__Alıştırma Bölümleri__.
- a) Belge alıntısına göre aşağıdaki soruları yanıtlayın:
(i) Tören hangi sarayda düzenlendi?
(ii) Charles kaç yaşında?
(iii) Charles, Birleşik Krallık dışında kaç ülkenin daha devlet başkanı oldu?
- b) Belge alıntısında Commonwealth bölgesi üyesi olarak adı geçen ülkeler hangileri? Hepsini sıralayın.
- c) Belge alıntısında "Londra’da St. James" ifadesinden "Tony Blair katıldı." ifadesine kadar olan kısmı kelimesi kelimesine aktarın.

3. Charles resmen Kral ilan edildi ve göreve başladı

Kral 3. Charles (Reuters)
Kral 3. Charles (Reuters)
TT

3. Charles resmen Kral ilan edildi ve göreve başladı

Kral 3. Charles (Reuters)
Kral 3. Charles (Reuters)

İngiltere Kralı 3. Charles, tarihi bir törenle dün resmen Birleşik Krallık Kralı ilan edildi ve annesi Kraliçe 2. Elizabeth’in ölümünden bir gün önce kurulan Liz Truss başkanlığındaki hükümet üyeleri ve muhalefet liderleriyle görüşerek göreve başladı.
Londra’da St. James Sarayı’nda düzenlenen tören ilk kez televizyonlardan canlı olarak yayınlandı.
Charles, kendisine intikal eden ağır görev ve sorumlulukların bilincinde olarak, annesinin tahtta 70 yıl üstlendiği mirası devraldı.
Söz konusu törene, Kraliyet Danışma Meclisi Üyeleri, Prens William, Charles’ın eşi Camilla, ülkenin eski Başbakanları David Cameron, Gordon Brown ve Tony Blair katıldı.
Charles törende yaptığı konuşmada, “Bu büyük mirasın ve egemenliğin bana intikal eden görev ve ağır sorumluluklarının derinden farkındayım. Kraliçe 2. Elizabeth tarafından Anayasal hükümeti desteklemek için ortaya konan ilham verici örneği takip etmeye çalışacağım” dedi.
Charles, Birleşik Krallık’ın yanı sıra Commonwealth bölgesi üyesi Avustralya, Kanada, Yeni Zelanda ve Papua Yeni Gine dahil 14 ülkenin daha devlet başkanı oldu.


Kral 3. Charles dün Buckingham Sarayı’nda muhalefet liderleriyle bir araya geldi (AFP)

73 yaşındaki Charles, annesinin ölümünden sonra varis olarak yerine geçti, ancak Tahta Geçiş Konseyi dün resmi göreve başladığını duyurmak için toplandı.
Oğlu ve varisi William, eşi Camilla, yeni Başbakan Liz Truss ve İskoçya Başbakanı Nicola Sturgeon Charles’ın yeminine tanık oldu.
Charles konuşmasının ilk bölümünü annesini onurlandırmaya adayarak şu ifadeleri dile getirdi;
“Sevgili annem Kraliçe'nin ölümünü size duyurmak benim en acı görevimdir. Sizin, tüm ulusun ve sanırım tüm dünyanın ne kadar derinden acı çektiğimizi biliyorum, telafisi mümkün olmayan kayıpta bana sevgi duyuyorsunuz. Bu kadar çok kişinin kız kardeşime ve erkek kardeşlerime gösterdiği sempatiyi ve bu kadar büyük bir sevgi ve desteğin tüm ailemize iletilmesi gerektiğini bilmek benim için en büyük teselli.”

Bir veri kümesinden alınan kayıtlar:
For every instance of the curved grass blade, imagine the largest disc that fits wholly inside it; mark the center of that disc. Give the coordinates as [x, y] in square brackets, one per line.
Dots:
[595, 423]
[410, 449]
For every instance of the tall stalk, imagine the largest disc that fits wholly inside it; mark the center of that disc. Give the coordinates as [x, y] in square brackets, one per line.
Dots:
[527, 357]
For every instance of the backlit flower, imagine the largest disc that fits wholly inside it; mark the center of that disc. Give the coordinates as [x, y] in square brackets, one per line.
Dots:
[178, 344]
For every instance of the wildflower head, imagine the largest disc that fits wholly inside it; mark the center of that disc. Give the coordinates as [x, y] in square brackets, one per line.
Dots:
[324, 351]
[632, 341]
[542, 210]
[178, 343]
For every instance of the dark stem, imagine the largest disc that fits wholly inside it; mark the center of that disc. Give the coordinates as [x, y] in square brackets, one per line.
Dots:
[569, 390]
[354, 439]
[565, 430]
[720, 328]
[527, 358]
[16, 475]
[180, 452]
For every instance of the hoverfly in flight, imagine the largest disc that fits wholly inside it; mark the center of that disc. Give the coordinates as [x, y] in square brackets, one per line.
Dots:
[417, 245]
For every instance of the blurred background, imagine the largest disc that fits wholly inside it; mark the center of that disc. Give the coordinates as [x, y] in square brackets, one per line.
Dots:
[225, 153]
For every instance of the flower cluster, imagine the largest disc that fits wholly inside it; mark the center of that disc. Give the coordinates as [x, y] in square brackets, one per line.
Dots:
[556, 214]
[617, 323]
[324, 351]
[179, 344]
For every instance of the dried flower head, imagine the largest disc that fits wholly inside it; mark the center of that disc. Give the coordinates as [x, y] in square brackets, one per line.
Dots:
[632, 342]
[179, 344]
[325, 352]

__Görev Çözümleri__.
- a)
(i) Londra'daki St. James Sarayı'nda
(ii) 73
(iii) 14

- b) Avustralya, Kanada, Yeni Zelanda, Papua Yeni Gine

- c)
Londra’da St. James Sarayı’nda düzenlenen tören ilk kez televizyonlardan canlı olarak yayınlandı.
Charles, kendisine intikal eden ağır görev ve sorumlulukların bilincinde olarak, annesinin tahtta 70 yıl üstlendiği mirası devraldı.
Söz konusu törene, Kraliyet Danışma Meclisi Üyeleri, Prens William, Charles’ın eşi Camilla, ülkenin eski Başbakanları David Cameron, Gordon Brown ve Tony Blair katıldı.